**DO THIS**
Each line of the material below should be reproduced exactly.

**DATA RECORDS**
□ □ □ □ □
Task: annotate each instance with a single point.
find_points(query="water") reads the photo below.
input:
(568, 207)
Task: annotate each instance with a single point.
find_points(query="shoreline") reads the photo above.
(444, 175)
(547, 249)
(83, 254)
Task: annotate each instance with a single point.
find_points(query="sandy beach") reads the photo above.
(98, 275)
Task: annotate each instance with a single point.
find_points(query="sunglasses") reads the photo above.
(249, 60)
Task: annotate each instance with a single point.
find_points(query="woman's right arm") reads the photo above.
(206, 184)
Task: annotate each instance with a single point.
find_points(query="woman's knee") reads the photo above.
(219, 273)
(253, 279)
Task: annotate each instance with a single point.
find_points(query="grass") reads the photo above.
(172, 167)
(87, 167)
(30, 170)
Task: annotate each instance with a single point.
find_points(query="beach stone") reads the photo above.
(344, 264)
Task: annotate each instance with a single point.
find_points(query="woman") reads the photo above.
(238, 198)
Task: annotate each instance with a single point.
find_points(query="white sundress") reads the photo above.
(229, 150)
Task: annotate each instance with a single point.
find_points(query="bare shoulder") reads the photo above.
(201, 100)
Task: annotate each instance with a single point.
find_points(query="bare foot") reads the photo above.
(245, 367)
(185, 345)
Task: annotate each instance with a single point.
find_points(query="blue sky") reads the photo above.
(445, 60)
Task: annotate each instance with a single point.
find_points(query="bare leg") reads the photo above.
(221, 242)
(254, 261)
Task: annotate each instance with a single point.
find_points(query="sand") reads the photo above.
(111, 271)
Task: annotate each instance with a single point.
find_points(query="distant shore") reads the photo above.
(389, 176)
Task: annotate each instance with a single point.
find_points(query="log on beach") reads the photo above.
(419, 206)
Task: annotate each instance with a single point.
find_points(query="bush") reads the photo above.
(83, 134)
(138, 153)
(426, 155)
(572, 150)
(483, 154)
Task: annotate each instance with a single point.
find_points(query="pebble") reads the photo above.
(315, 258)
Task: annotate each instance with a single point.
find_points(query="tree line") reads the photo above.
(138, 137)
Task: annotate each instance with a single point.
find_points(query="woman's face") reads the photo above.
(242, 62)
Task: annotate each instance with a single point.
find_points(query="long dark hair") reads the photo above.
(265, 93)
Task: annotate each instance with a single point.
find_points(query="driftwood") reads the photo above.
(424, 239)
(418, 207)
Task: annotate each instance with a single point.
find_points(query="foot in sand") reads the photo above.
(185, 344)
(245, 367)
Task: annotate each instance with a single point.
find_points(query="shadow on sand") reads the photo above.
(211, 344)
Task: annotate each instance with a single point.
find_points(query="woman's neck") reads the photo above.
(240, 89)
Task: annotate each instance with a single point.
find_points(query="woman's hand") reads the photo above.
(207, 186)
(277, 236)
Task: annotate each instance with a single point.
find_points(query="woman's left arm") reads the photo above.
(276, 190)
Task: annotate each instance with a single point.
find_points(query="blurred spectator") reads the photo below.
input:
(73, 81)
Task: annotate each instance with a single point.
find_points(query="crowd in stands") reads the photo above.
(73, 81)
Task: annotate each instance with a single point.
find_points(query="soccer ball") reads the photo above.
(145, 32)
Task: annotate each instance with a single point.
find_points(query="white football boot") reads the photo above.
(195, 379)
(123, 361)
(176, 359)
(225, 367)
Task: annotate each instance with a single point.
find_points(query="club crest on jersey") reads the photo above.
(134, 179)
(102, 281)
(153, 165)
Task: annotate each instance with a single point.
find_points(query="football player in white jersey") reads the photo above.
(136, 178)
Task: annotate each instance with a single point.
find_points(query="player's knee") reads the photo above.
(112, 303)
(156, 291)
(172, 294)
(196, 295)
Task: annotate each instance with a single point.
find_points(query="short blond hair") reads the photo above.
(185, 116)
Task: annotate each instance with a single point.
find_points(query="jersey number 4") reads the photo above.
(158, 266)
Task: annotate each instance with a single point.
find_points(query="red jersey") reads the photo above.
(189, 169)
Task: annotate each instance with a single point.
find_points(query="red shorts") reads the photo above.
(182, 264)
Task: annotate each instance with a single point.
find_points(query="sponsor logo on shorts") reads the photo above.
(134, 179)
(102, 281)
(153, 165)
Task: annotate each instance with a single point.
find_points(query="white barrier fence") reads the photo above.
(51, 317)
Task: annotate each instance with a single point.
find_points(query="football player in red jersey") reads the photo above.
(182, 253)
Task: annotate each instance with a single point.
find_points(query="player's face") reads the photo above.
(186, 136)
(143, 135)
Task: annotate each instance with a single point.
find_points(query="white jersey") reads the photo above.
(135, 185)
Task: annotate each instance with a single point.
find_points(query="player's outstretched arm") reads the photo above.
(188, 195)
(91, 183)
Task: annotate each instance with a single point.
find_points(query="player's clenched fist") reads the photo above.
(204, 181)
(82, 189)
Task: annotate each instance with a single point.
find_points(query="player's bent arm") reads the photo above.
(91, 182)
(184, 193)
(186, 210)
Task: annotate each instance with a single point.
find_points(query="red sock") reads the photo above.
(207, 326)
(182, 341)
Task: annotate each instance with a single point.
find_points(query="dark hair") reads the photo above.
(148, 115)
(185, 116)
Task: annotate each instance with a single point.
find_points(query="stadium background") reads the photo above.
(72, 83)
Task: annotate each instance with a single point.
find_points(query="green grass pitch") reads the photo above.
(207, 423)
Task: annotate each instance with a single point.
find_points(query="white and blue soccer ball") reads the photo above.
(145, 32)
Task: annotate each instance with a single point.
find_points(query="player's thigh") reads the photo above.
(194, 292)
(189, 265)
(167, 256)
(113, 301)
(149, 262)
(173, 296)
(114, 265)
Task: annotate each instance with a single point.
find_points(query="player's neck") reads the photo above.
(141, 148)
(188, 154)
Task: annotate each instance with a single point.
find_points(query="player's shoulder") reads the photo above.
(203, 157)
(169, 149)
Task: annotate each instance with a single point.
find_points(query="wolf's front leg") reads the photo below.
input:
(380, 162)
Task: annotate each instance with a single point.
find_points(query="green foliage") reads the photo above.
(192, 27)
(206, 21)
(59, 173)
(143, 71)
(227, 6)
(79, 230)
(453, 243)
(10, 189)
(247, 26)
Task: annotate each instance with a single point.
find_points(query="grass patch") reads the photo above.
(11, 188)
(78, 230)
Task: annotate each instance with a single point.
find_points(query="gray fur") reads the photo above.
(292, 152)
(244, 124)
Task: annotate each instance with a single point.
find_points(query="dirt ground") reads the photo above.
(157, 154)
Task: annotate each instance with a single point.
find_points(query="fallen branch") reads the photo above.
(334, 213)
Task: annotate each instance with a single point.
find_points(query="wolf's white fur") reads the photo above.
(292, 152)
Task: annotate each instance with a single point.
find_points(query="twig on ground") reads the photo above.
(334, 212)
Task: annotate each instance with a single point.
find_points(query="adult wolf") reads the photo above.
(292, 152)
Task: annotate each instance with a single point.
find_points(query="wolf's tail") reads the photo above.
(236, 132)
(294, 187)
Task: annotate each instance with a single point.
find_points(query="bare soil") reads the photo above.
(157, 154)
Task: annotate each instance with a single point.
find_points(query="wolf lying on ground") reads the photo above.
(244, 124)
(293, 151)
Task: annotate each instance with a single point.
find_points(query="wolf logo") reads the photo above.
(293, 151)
□ □ □ □ □
**THE ANSWER**
Task: annotate each instance with a single point.
find_points(query="water") reads the photo below.
input:
(568, 207)
Task: annotate each instance with a single point.
find_points(query="shoreline") reads the photo above.
(444, 175)
(547, 249)
(83, 254)
Task: annotate each instance with a single point.
find_points(query="sandy beach") reads the photo above.
(98, 275)
Task: annotate each instance with a single point.
find_points(query="sunglasses") reads the photo above.
(249, 60)
Task: annotate each instance with a single point.
find_points(query="woman's right arm") reads the photo above.
(206, 184)
Task: annotate each instance with a single point.
find_points(query="woman's knee") reads the photo above.
(219, 273)
(253, 279)
Task: annotate each instance with a single point.
find_points(query="grass") reads the photo above.
(172, 167)
(87, 167)
(30, 170)
Task: annotate each instance with a single point.
find_points(query="beach stone") reads the photo above.
(344, 264)
Task: annotate each instance with a single point.
find_points(query="woman") reads the photo above.
(238, 198)
Task: annotate each instance with a single point.
find_points(query="white sundress") reads the photo above.
(229, 150)
Task: annotate each instance with a single point.
find_points(query="bare shoulder") reads the photo above.
(201, 100)
Task: annotate each instance with a single point.
find_points(query="bare foot") reads the photo above.
(245, 367)
(185, 345)
Task: annotate each instance with a single point.
find_points(query="blue sky") reads the photo above.
(445, 60)
Task: annotate each instance with a single point.
find_points(query="bare leg") reads the photo above.
(221, 242)
(254, 261)
Task: annotate each instance with a single point.
find_points(query="sand") reads the photo above.
(111, 271)
Task: annotate each instance with a single point.
find_points(query="distant shore") reads the photo above.
(389, 176)
Task: annotate each instance with a single point.
find_points(query="log on beach") reads the photo above.
(419, 206)
Task: annotate each instance with a single point.
find_points(query="bush") reads the photo above.
(83, 134)
(138, 153)
(426, 155)
(572, 150)
(483, 154)
Task: annotate each instance with a single point.
find_points(query="pebble") reads the photo above.
(315, 258)
Task: annotate each instance with a single point.
find_points(query="tree line") reads the photo above.
(138, 137)
Task: annotate each instance with a single point.
find_points(query="woman's face") reads the photo above.
(242, 62)
Task: annotate each instance with a single point.
find_points(query="long dark hair") reads the photo above.
(265, 93)
Task: annotate each instance with a single point.
find_points(query="driftwood") reads the photo above.
(424, 239)
(418, 207)
Task: annotate each instance with a single point.
find_points(query="foot in sand") reads the photo above.
(185, 344)
(245, 367)
Task: annotate each instance with a single point.
find_points(query="shadow on sand") reads the photo above.
(211, 344)
Task: annotate each instance with a single point.
find_points(query="woman's neck") reads the photo above.
(240, 89)
Task: annotate each instance with a single point.
find_points(query="woman's hand") reads the photo above.
(207, 186)
(277, 236)
Task: annotate each instance with a single point.
find_points(query="woman's left arm") reads the photo above.
(276, 190)
Task: annotate each instance with a single point.
find_points(query="blurred spectator") reads the photo below.
input:
(73, 81)
Task: annotate each instance with a single point.
find_points(query="crowd in stands") reads the photo above.
(73, 81)
Task: annotate each instance with a single point.
find_points(query="soccer ball") reads the photo above.
(145, 32)
Task: annotate each instance with a single point.
find_points(query="white football boot") reads the photo above.
(195, 379)
(123, 361)
(176, 359)
(225, 367)
Task: annotate each instance with a single point.
find_points(query="club crest on jersey") reads the photo above.
(134, 179)
(102, 281)
(153, 165)
Task: annotate each instance with a single point.
find_points(query="football player in white jersey") reads the photo above.
(136, 178)
Task: annotate each instance with a single point.
find_points(query="player's knee") reads the photo above.
(112, 303)
(156, 291)
(172, 294)
(196, 295)
Task: annotate each instance with a single point.
find_points(query="short blond hair") reads the photo above.
(185, 116)
Task: annotate each instance with a single point.
find_points(query="jersey number 4") reads the photo above.
(158, 266)
Task: annotate each instance with a single point.
find_points(query="red jersey") reads the photo above.
(189, 169)
Task: annotate each instance with a single point.
find_points(query="red shorts") reads the photo above.
(182, 264)
Task: annotate each instance with a single point.
find_points(query="sponsor logo on shorts") reads the photo above.
(134, 179)
(102, 281)
(153, 165)
Task: annotate each instance with a single point.
find_points(query="white barrier fence") reads the photo above.
(51, 317)
Task: annotate each instance with a single point.
find_points(query="football player in red jersey") reads the photo above.
(182, 253)
Task: annotate each instance with a single point.
find_points(query="player's face") reads the photo above.
(186, 136)
(143, 135)
Task: annotate each instance with a single point.
find_points(query="white jersey") reads the photo above.
(135, 185)
Task: annotate each instance with a single point.
find_points(query="player's outstretched arm") reads the photo above.
(188, 195)
(91, 183)
Task: annotate each instance with a single point.
find_points(query="player's clenched fist") reads the photo above.
(204, 181)
(82, 189)
Task: annotate each instance with a single point.
find_points(query="player's bent arm") reads the photo above.
(91, 182)
(184, 193)
(186, 210)
Task: annotate each instance with a single point.
find_points(query="red sock") reads the photo above.
(207, 326)
(182, 341)
Task: annotate each instance with a single point.
find_points(query="dark hair") reads the photo above.
(148, 115)
(185, 116)
Task: annotate each instance with a single point.
find_points(query="stadium background") reads the photo above.
(72, 83)
Task: annotate each instance with a single point.
find_points(query="green grass pitch") reads the photo above.
(207, 423)
Task: annotate each instance with a single point.
find_points(query="white and blue soccer ball") reads the photo above.
(145, 32)
Task: annotate each instance with a single point.
find_points(query="player's thigh") reads the photo above.
(194, 292)
(189, 265)
(167, 256)
(113, 301)
(149, 262)
(173, 296)
(114, 265)
Task: annotate each instance with a single point.
find_points(query="player's neck") reads the photo above.
(141, 148)
(188, 154)
Task: annotate each instance with a single point.
find_points(query="player's shoulder") reads the photo above.
(203, 157)
(169, 149)
Task: annotate each instance with a single point.
find_points(query="wolf's front leg") reads the photo below.
input:
(380, 162)
Task: annotate each instance with a single point.
find_points(query="green foliage") reads the photo above.
(192, 27)
(206, 21)
(59, 173)
(143, 71)
(227, 6)
(79, 230)
(453, 243)
(10, 189)
(247, 26)
Task: annotate each instance with a single point.
find_points(query="grass patch") reads the photo above.
(11, 188)
(78, 230)
Task: annotate each instance with a single point.
find_points(query="gray fur") reads the photo above.
(292, 152)
(244, 124)
Task: annotate each instance with a single point.
find_points(query="dirt ground") reads the photo above.
(157, 154)
Task: annotate each instance with a single point.
find_points(query="fallen branch") reads the photo above.
(334, 213)
Task: annotate each instance with a single point.
find_points(query="wolf's white fur") reads the photo above.
(292, 152)
Task: annotate each instance with a single point.
find_points(query="twig on ground") reads the photo above.
(334, 212)
Task: annotate each instance with a single point.
find_points(query="adult wolf") reads the photo above.
(292, 152)
Task: annotate each instance with a single point.
find_points(query="wolf's tail") reads the photo above.
(236, 132)
(294, 187)
Task: annotate each instance with a single point.
find_points(query="bare soil") reads the photo above.
(157, 154)
Task: annotate each instance with a single point.
find_points(query="wolf lying on ground") reads the photo above.
(244, 124)
(293, 151)
Task: annotate each instance with a single point.
find_points(query="wolf logo") reads the photo above.
(293, 151)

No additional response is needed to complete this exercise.